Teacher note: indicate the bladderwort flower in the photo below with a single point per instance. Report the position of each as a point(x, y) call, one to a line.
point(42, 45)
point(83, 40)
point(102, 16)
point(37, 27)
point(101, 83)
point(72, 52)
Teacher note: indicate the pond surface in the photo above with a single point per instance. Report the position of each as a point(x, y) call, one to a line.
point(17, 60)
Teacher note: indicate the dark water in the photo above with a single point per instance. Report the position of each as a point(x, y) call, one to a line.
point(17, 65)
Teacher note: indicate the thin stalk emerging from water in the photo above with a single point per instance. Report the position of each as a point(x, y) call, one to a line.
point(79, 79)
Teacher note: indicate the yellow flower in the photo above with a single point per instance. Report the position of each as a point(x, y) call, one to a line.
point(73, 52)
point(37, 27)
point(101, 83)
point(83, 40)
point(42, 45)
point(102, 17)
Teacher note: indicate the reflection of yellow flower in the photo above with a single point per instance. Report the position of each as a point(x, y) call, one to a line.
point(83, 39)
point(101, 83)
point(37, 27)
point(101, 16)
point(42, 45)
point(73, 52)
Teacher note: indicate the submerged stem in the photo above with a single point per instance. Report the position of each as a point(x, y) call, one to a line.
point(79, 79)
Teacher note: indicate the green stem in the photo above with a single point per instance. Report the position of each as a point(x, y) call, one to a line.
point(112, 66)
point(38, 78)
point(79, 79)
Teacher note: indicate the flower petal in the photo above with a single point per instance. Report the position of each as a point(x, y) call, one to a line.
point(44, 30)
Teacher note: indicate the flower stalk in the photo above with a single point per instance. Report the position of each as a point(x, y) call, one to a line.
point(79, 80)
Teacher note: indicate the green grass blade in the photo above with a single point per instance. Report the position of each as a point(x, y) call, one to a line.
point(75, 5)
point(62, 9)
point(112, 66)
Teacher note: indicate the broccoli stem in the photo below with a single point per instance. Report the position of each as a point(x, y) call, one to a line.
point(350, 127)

Goal of the exercise: With nothing added or left out, print the data again.

Output of the exercise:
Teacher note: indicate the bladderwort flower in the photo below with a single point per instance. Report the position of each as a point(x, y) call, one to a line.
point(42, 45)
point(83, 40)
point(102, 16)
point(37, 27)
point(101, 83)
point(72, 52)
Teacher note: indicate the pond surface in the photo above with a single point per instance. Report the position of each as a point(x, y) call, one to a line.
point(17, 60)
Teacher note: indicate the dark water in the photo above with a single point per instance. Report the position of each as a point(x, y) call, one to a line.
point(17, 65)
Teacher note: indicate the thin stalk emerging from water in the photo above with a single point per instance. Report the position of each as a point(x, y) call, one to a line.
point(79, 79)
Teacher note: indicate the yellow flower in the photo above with a single point per instance. Report the position of each as a point(x, y) call, one to a line.
point(73, 52)
point(37, 27)
point(101, 83)
point(83, 40)
point(42, 45)
point(102, 17)
Teacher note: indicate the reflection of yellow flower in the photo above with a single point per instance. Report the position of each as a point(x, y) call, one to a line.
point(83, 39)
point(101, 83)
point(37, 27)
point(101, 16)
point(42, 45)
point(73, 52)
Teacher note: indicate the submerged stem in the photo above with a single point per instance. Report the position of each as a point(x, y) call, one to a line.
point(79, 79)
Teacher note: indicate the green stem in the photo above with a single point per instance. Report the position of each as a point(x, y) call, one to a line.
point(112, 66)
point(38, 78)
point(79, 79)
Teacher note: indicate the flower petal in the photo above with a single point per instance. Report the position of each as a point(x, y) call, one to a line.
point(44, 30)
Teacher note: indicate the flower stalk in the photo above with a single point per instance. Report the position of each as a point(x, y) call, one to a line.
point(79, 80)
Teacher note: indicate the green grass blade in the photo above with a single point per instance. Report the position of each as a point(x, y) call, one to a line.
point(75, 5)
point(62, 9)
point(112, 66)
Teacher note: indicate the broccoli stem in the photo below with a single point per instance. Report the position of each as a point(x, y) call, one to a line.
point(350, 127)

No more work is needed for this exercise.